◆ **Task brief**
Look through the entries that follow and return each line that has the string "every".

• • • • • • •

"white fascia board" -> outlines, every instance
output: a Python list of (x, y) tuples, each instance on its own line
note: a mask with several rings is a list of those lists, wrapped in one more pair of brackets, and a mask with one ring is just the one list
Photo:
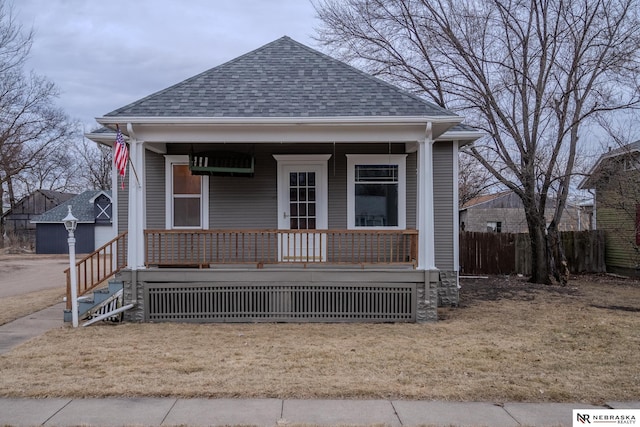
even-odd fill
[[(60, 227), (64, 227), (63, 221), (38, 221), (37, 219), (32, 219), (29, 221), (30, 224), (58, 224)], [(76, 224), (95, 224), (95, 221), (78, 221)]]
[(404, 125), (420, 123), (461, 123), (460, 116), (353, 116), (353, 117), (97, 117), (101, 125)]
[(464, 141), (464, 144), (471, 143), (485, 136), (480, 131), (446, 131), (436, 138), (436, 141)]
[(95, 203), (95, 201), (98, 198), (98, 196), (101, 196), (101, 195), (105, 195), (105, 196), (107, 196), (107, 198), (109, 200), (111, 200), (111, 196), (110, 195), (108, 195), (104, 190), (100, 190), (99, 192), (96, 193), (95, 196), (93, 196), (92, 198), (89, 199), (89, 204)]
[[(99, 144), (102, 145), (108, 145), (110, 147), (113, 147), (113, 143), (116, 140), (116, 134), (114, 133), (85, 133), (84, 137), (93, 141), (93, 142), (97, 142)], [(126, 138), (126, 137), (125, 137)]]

• • • • • • •

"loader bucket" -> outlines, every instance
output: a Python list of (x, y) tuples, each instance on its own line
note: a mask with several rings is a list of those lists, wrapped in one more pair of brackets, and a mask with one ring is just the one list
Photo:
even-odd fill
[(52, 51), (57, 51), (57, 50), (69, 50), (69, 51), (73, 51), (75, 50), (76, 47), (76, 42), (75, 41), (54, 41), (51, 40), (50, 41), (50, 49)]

• • • • • • •

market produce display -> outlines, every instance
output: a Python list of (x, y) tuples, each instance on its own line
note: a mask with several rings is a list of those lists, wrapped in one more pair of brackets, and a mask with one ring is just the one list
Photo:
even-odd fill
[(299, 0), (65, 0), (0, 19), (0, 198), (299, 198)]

• • • • • • •

◆ **Task response**
"white fascia board" -> outlines, every instance
"loader bucket" -> outlines, every instance
market produce display -> outlines, every instance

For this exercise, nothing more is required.